Written task -> Reproduce every one of the records below verbatim, line by line and in the same order.

Supplied data ->
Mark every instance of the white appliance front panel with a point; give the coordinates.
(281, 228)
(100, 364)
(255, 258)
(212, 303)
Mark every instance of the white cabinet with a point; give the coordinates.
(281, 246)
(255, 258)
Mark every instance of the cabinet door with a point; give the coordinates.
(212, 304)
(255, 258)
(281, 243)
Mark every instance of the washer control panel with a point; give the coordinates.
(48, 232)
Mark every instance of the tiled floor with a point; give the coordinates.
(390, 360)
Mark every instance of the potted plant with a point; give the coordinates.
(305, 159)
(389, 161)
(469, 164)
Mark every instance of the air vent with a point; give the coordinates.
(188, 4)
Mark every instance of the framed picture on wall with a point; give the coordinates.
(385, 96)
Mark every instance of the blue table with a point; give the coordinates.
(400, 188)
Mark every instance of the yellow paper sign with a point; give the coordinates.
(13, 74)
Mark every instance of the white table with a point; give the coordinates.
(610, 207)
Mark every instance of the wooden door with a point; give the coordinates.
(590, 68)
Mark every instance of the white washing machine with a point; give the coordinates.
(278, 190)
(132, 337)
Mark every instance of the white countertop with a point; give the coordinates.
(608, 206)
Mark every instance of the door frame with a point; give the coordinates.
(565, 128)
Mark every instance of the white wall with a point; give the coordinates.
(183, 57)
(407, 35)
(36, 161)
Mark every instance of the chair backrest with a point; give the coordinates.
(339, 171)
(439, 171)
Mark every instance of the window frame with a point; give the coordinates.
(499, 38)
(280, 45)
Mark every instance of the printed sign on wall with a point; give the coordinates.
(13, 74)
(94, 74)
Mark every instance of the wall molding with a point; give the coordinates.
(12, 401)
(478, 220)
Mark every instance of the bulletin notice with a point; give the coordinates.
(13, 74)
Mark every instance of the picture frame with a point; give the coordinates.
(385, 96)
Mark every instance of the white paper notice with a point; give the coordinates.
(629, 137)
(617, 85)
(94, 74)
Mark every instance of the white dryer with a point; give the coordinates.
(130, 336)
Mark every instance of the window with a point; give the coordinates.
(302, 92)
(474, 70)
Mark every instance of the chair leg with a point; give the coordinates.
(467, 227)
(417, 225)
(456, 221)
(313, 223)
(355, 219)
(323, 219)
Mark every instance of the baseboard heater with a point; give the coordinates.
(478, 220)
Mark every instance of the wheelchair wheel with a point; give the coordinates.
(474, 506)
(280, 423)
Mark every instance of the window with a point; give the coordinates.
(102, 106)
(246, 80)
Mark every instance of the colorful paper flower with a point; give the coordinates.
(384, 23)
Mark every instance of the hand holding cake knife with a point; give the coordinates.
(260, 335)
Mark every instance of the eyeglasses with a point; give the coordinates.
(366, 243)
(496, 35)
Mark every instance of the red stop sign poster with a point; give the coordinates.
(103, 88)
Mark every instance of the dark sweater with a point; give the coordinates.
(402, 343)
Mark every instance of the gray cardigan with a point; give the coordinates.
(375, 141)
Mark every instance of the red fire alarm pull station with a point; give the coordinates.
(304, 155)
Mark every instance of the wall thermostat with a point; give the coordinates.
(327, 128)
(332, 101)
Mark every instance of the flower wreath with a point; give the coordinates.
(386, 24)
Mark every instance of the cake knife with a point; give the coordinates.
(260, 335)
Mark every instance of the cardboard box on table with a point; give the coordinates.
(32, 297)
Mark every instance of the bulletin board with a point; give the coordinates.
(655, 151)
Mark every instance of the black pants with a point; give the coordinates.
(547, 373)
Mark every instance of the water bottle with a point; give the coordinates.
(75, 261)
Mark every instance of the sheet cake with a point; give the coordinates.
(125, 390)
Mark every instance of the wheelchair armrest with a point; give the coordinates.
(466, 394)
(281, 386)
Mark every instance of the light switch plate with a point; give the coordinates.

Answer in full ->
Mark every instance of the white appliance front panel with a point; give the coordinates.
(281, 228)
(100, 364)
(255, 258)
(212, 303)
Mark every instance of the white cabinet with a point; give the coordinates.
(281, 246)
(255, 258)
Mark every instance of the cabinet door with a point; give the coordinates.
(212, 304)
(255, 258)
(281, 243)
Mark every instance of the washer control panel with a point; give the coordinates.
(48, 232)
Mark every instance of the tiled floor with a point; give the coordinates.
(390, 360)
Mark every instance of the potted plant with a point; give the coordinates.
(305, 159)
(389, 161)
(469, 164)
Mark every instance of the air vent with a point; give the coordinates.
(188, 4)
Mark every instance of the framed picture on wall with a point; give the coordinates.
(385, 96)
Mark every instance of the blue table with a point; give the coordinates.
(400, 188)
Mark every instance of the yellow paper sign with a point; give the coordinates.
(13, 74)
Mark every instance of the white table with a point; give the coordinates.
(610, 207)
Mark every instance of the wooden door with a point; give the coordinates.
(590, 68)
Mark every instance of the white washing machine with a point; give the coordinates.
(278, 190)
(132, 337)
Mark every instance of the white countertop with a point; give the coordinates.
(608, 206)
Mark every instance of the door frame with a point; give the coordinates.
(565, 128)
Mark every instance of the white wall with a point; give the coordinates.
(183, 57)
(407, 35)
(36, 161)
Mark every instance of the chair backrest with a point; give the coordinates.
(339, 171)
(439, 171)
Mark every instance of the window frame with a point; give the coordinates.
(499, 38)
(280, 45)
Mark every instance of the printed sign on wall with a point; give the coordinates.
(13, 74)
(94, 74)
Mark every instance of the wall molding with a point; give the coordinates.
(12, 401)
(478, 220)
Mark every instance of the bulletin notice with a point; give the coordinates.
(13, 74)
Mark every instance of the picture frame with a point; give the coordinates.
(385, 96)
Mark every instance of the white paper notice with a point; give the coordinates.
(629, 137)
(617, 85)
(94, 74)
Mark every instance of the white dryer with a point; give the coordinates.
(130, 336)
Mark every instance of the window with a point; give the coordinates.
(302, 92)
(474, 70)
Mark every instance of the chair leg with a point; give the coordinates.
(467, 227)
(417, 225)
(456, 221)
(313, 223)
(355, 219)
(323, 219)
Mark every instance of the baseboard heater with a point; give the coordinates.
(478, 220)
Mark every instance of the wheelchair wheel with a point; give the coordinates.
(474, 506)
(280, 423)
Mark every instance of the window with a point; give the coordinates.
(102, 106)
(246, 80)
Mark every instance of the colorful paper flower with a point; give the coordinates.
(384, 23)
Mark every instance of the hand holding cake knife with a point; give the coordinates.
(260, 335)
Mark every instance of the eyeglasses with a point; give the coordinates.
(366, 243)
(496, 35)
Mark every instance of the red stop sign poster with a point; give the coordinates.
(103, 88)
Mark every instance of the dark sweater with a point; give the coordinates.
(402, 343)
Mark every instance of the gray cardigan with a point; give the coordinates.
(375, 141)
Mark every instance of the red fire alarm pull station with a point; give the coordinates.
(304, 155)
Mark every instance of the wall thermostat with a point; give the coordinates.
(327, 128)
(332, 101)
Mark every instance of the flower wreath with a point; give the coordinates.
(386, 24)
Mark every instance of the cake knife with a point; give the coordinates.
(260, 335)
Mark every instance of the cardboard box on table with a point; give the coordinates.
(32, 297)
Mark every instance of the bulletin board with a point; give the coordinates.
(655, 151)
Mark every instance of the black pants with a point; give the coordinates.
(547, 373)
Mark every instance of the water bottle with a point; give the coordinates.
(75, 261)
Mark every instance of the sheet cake with a point; give the coordinates.
(125, 390)
Mark every instance of the wheelchair armrest with a point; give the coordinates.
(466, 394)
(281, 386)
Mark every instance of the light switch plate with a point; give the coordinates.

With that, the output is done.